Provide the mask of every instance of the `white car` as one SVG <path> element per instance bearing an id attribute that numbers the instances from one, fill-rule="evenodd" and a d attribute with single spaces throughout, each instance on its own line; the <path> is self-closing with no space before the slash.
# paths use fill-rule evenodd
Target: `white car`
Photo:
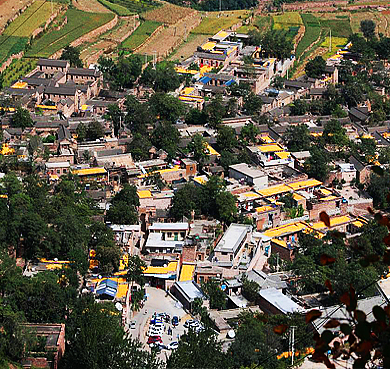
<path id="1" fill-rule="evenodd" d="M 184 328 L 189 328 L 193 325 L 199 325 L 199 322 L 195 319 L 188 319 L 186 320 L 186 322 L 184 323 Z"/>
<path id="2" fill-rule="evenodd" d="M 176 350 L 179 347 L 179 342 L 171 342 L 168 346 L 168 350 Z"/>

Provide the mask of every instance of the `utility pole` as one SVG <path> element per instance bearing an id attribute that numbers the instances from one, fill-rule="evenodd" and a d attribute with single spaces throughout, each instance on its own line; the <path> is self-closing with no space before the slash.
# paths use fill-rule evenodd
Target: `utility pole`
<path id="1" fill-rule="evenodd" d="M 289 338 L 289 341 L 290 341 L 290 345 L 291 345 L 291 365 L 294 365 L 294 356 L 295 356 L 295 329 L 297 327 L 296 326 L 291 326 L 291 330 L 290 330 L 290 338 Z"/>

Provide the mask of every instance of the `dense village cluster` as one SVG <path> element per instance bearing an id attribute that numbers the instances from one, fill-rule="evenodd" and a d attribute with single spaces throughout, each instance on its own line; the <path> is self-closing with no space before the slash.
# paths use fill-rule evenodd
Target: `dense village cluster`
<path id="1" fill-rule="evenodd" d="M 338 327 L 388 320 L 372 314 L 390 298 L 373 210 L 390 202 L 388 39 L 354 35 L 289 80 L 288 42 L 258 37 L 220 30 L 176 65 L 81 68 L 67 48 L 3 89 L 1 359 L 267 369 L 382 352 L 350 354 Z"/>

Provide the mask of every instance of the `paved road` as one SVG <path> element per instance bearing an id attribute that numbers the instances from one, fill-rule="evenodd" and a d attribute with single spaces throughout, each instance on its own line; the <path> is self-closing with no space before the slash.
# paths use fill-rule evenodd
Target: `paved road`
<path id="1" fill-rule="evenodd" d="M 161 337 L 164 345 L 168 345 L 171 341 L 177 341 L 177 334 L 181 336 L 184 333 L 184 322 L 191 317 L 183 310 L 181 305 L 177 304 L 165 291 L 154 287 L 146 287 L 146 293 L 148 299 L 141 311 L 131 319 L 135 322 L 135 329 L 130 330 L 130 334 L 133 338 L 138 338 L 142 343 L 146 344 L 148 337 L 146 336 L 147 330 L 149 329 L 149 322 L 154 312 L 157 313 L 168 313 L 171 318 L 176 315 L 179 317 L 180 324 L 173 328 L 171 324 L 165 323 L 166 330 L 168 327 L 173 328 L 173 336 L 168 336 L 164 333 Z M 147 314 L 145 312 L 147 311 Z M 148 347 L 147 345 L 145 345 Z M 165 357 L 165 355 L 164 355 Z M 163 358 L 163 357 L 162 357 Z"/>

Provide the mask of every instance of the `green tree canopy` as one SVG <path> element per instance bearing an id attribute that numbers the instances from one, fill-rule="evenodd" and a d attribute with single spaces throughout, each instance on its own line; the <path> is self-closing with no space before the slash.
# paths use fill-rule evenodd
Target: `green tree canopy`
<path id="1" fill-rule="evenodd" d="M 80 59 L 80 50 L 70 45 L 65 46 L 60 56 L 60 60 L 68 60 L 70 66 L 73 68 L 83 67 L 83 62 Z"/>

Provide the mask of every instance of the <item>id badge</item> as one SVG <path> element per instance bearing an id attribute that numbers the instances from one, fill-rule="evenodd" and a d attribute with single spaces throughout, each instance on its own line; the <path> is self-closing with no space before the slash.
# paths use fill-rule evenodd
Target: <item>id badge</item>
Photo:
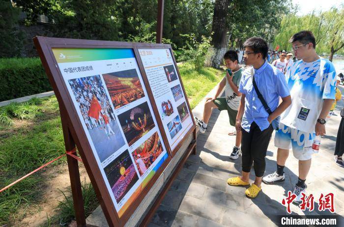
<path id="1" fill-rule="evenodd" d="M 310 110 L 309 109 L 301 107 L 297 118 L 301 119 L 301 120 L 306 120 L 306 119 L 307 119 L 307 116 L 310 113 Z"/>

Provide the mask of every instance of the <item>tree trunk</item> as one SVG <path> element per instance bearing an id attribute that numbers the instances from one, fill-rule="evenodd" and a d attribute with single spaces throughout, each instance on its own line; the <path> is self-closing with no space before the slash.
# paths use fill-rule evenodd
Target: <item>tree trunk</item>
<path id="1" fill-rule="evenodd" d="M 223 56 L 228 48 L 230 36 L 228 34 L 227 23 L 229 0 L 216 0 L 212 28 L 211 66 L 220 68 Z"/>

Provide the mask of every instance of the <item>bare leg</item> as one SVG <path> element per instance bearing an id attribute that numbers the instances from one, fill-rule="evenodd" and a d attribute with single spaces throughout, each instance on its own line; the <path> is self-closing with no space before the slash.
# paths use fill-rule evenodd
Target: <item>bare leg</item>
<path id="1" fill-rule="evenodd" d="M 242 175 L 240 177 L 241 180 L 245 182 L 248 182 L 250 179 L 250 173 L 244 172 L 243 171 L 242 171 L 241 172 Z"/>
<path id="2" fill-rule="evenodd" d="M 212 101 L 209 100 L 205 102 L 204 110 L 203 111 L 203 121 L 206 124 L 207 124 L 209 121 L 213 108 L 217 108 L 217 106 Z"/>
<path id="3" fill-rule="evenodd" d="M 262 177 L 261 176 L 260 177 L 258 177 L 258 176 L 256 177 L 256 179 L 255 180 L 255 183 L 254 184 L 258 186 L 258 188 L 260 187 L 260 185 L 261 185 L 261 179 L 262 178 Z"/>
<path id="4" fill-rule="evenodd" d="M 289 150 L 278 148 L 277 150 L 277 165 L 285 166 L 289 155 Z"/>
<path id="5" fill-rule="evenodd" d="M 236 136 L 235 137 L 235 146 L 240 146 L 241 143 L 241 131 L 236 131 Z"/>
<path id="6" fill-rule="evenodd" d="M 301 180 L 305 180 L 311 169 L 312 159 L 308 160 L 299 160 L 299 177 Z"/>

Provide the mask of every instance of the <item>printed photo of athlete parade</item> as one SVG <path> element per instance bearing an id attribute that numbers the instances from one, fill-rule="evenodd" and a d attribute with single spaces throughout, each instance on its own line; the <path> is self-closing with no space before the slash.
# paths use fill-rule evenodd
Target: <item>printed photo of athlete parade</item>
<path id="1" fill-rule="evenodd" d="M 344 0 L 0 1 L 0 227 L 344 227 Z"/>

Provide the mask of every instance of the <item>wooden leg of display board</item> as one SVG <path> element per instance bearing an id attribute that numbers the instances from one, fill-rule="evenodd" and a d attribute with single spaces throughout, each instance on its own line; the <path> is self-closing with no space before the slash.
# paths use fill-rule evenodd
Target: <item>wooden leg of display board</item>
<path id="1" fill-rule="evenodd" d="M 184 164 L 185 163 L 185 162 L 186 162 L 186 160 L 188 159 L 188 158 L 191 153 L 191 152 L 193 151 L 194 149 L 196 147 L 196 142 L 194 142 L 193 140 L 187 148 L 186 152 L 185 152 L 185 154 L 184 155 L 184 157 L 182 158 L 180 162 L 179 162 L 179 163 L 174 169 L 173 173 L 172 173 L 172 175 L 168 180 L 168 181 L 166 183 L 166 184 L 165 185 L 164 188 L 159 195 L 158 195 L 155 201 L 154 201 L 154 203 L 152 205 L 150 209 L 149 209 L 149 211 L 147 213 L 147 215 L 146 215 L 145 217 L 141 222 L 141 224 L 140 225 L 140 227 L 146 227 L 149 224 L 151 219 L 152 218 L 153 218 L 153 216 L 155 213 L 155 211 L 156 211 L 156 210 L 160 205 L 160 203 L 162 201 L 163 199 L 164 199 L 164 198 L 166 195 L 169 189 L 171 187 L 171 185 L 172 185 L 172 183 L 173 183 L 173 180 L 174 180 L 175 178 L 178 175 L 178 173 L 179 173 L 179 171 L 180 171 L 181 169 L 183 168 Z"/>
<path id="2" fill-rule="evenodd" d="M 72 153 L 72 154 L 76 155 L 75 143 L 68 128 L 68 123 L 66 122 L 66 113 L 64 109 L 61 108 L 61 106 L 60 106 L 60 112 L 66 151 L 73 150 L 74 152 Z M 68 165 L 70 186 L 72 189 L 72 195 L 74 205 L 74 210 L 75 211 L 77 226 L 78 227 L 84 227 L 86 226 L 86 218 L 84 209 L 84 200 L 83 199 L 78 160 L 70 155 L 67 155 L 67 162 Z"/>
<path id="3" fill-rule="evenodd" d="M 192 154 L 195 155 L 196 154 L 196 143 L 197 142 L 197 131 L 196 131 L 197 128 L 195 128 L 195 130 L 194 130 L 194 132 L 193 132 L 193 134 L 194 136 L 194 139 L 192 141 L 192 142 L 193 142 L 195 143 L 195 146 L 194 146 L 193 149 L 192 149 Z"/>

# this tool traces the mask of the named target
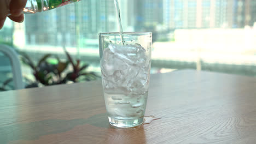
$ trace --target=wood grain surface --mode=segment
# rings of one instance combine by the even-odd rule
[[[101,81],[0,93],[0,143],[256,143],[256,79],[151,76],[146,120],[108,123]]]

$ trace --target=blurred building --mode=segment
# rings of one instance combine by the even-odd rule
[[[26,43],[75,46],[78,39],[97,39],[98,32],[116,32],[114,8],[113,0],[86,0],[26,15]]]
[[[256,21],[256,1],[163,0],[163,5],[169,29],[241,28]]]

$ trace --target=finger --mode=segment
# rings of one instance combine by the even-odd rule
[[[10,13],[11,15],[14,16],[20,16],[22,14],[23,8],[26,5],[26,3],[27,0],[11,0],[9,6]]]
[[[8,5],[7,0],[0,0],[0,29],[3,27],[8,13]]]
[[[22,22],[24,20],[24,15],[23,14],[21,14],[19,16],[14,16],[13,15],[10,15],[8,16],[8,17],[14,21],[16,21],[20,23]]]

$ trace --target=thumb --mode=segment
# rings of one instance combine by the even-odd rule
[[[23,11],[23,8],[27,3],[27,0],[11,0],[10,3],[10,13],[13,16],[20,16]]]

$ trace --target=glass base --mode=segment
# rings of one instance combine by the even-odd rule
[[[143,123],[143,117],[133,119],[119,119],[108,117],[109,123],[118,128],[131,128],[142,124]]]

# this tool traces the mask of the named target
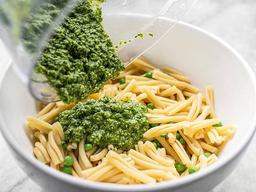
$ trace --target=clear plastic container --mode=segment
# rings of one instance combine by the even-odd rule
[[[33,69],[55,27],[80,1],[0,0],[0,38],[12,56],[17,74],[38,100],[59,99],[45,77],[35,77]],[[102,4],[103,24],[127,65],[161,39],[196,1],[107,0]],[[135,38],[139,33],[144,39]]]

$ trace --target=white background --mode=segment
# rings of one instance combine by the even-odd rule
[[[244,58],[255,73],[255,0],[198,0],[182,20],[206,29],[226,41]],[[0,76],[10,59],[0,44]],[[241,162],[234,168],[233,173],[211,192],[255,191],[256,145],[255,136]],[[0,133],[0,191],[50,192],[42,189],[26,175],[7,147]]]

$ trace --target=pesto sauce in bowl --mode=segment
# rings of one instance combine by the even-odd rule
[[[82,1],[60,23],[36,65],[67,103],[98,92],[124,69],[102,25],[101,8],[91,1]]]
[[[60,143],[67,150],[69,141],[78,143],[86,133],[87,142],[105,148],[109,144],[125,151],[134,148],[148,129],[147,107],[136,101],[117,101],[106,96],[78,103],[60,114],[65,140]]]

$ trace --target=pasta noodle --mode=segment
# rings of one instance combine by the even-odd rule
[[[86,133],[79,143],[68,142],[64,151],[59,145],[65,139],[63,130],[59,122],[53,123],[54,118],[77,102],[59,101],[43,104],[36,118],[27,117],[28,126],[35,132],[36,158],[62,171],[65,157],[70,156],[73,176],[122,184],[171,180],[189,174],[192,167],[200,170],[216,162],[218,146],[227,142],[236,128],[220,123],[214,109],[213,87],[206,86],[204,95],[184,74],[170,67],[163,67],[162,70],[140,57],[116,79],[107,82],[99,92],[89,95],[89,99],[95,100],[108,95],[117,101],[154,105],[154,108],[148,108],[145,114],[154,126],[144,133],[134,149],[124,151],[109,143],[104,148],[91,146],[86,151]],[[152,78],[144,76],[145,71],[152,73]],[[122,78],[125,82],[121,84]],[[210,155],[206,156],[205,153]],[[187,169],[178,172],[177,163]]]

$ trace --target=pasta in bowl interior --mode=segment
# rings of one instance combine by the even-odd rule
[[[236,128],[223,125],[217,117],[212,86],[206,86],[202,93],[190,82],[180,72],[156,68],[141,57],[88,99],[108,95],[148,107],[145,115],[149,129],[133,148],[124,151],[111,143],[93,146],[87,143],[86,133],[79,143],[69,142],[64,150],[59,145],[65,136],[58,117],[76,102],[59,101],[42,103],[36,117],[27,117],[37,141],[34,153],[43,163],[73,176],[118,184],[168,180],[205,168],[218,161],[220,146]]]

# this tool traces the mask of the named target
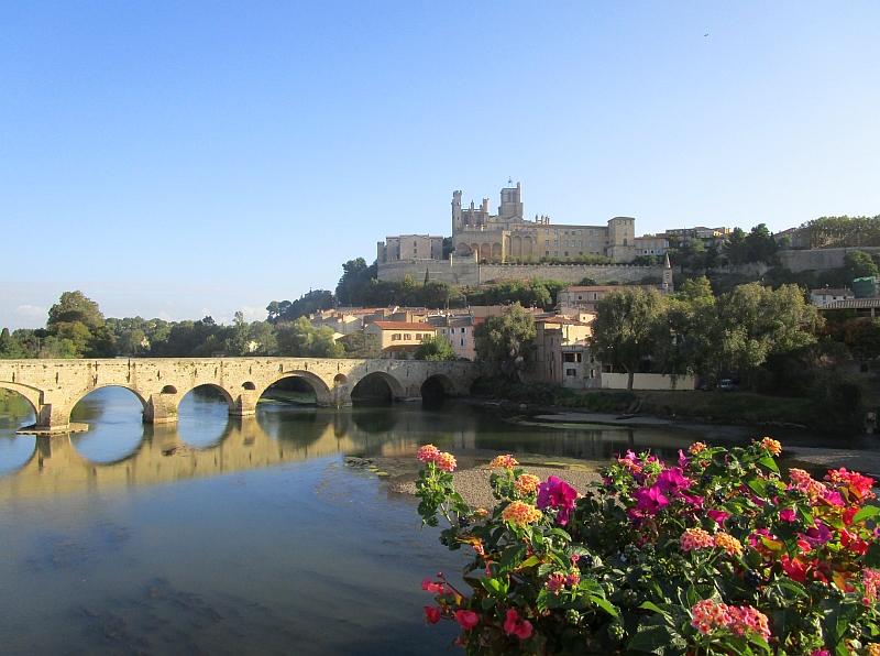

■ **Формулировка задания**: Перепечатайте без изменений всё от начала материала вниз до строки, содержащей «184 328 L 189», включительно. Изображения в ответ не переносите.

■ **Полный ответ**:
Provide the mask of every instance of the `white car` as one SVG <path> element per instance bearing an id attribute that numbers the instances from one, fill-rule="evenodd" and a d attribute with single spaces throughout, each instance on its own line; the <path> is self-closing with no space before the slash.
# paths use fill-rule evenodd
Target: `white car`
Photo:
<path id="1" fill-rule="evenodd" d="M 184 328 L 189 328 L 193 325 L 199 325 L 199 322 L 195 319 L 188 319 L 186 320 L 186 322 L 184 323 Z"/>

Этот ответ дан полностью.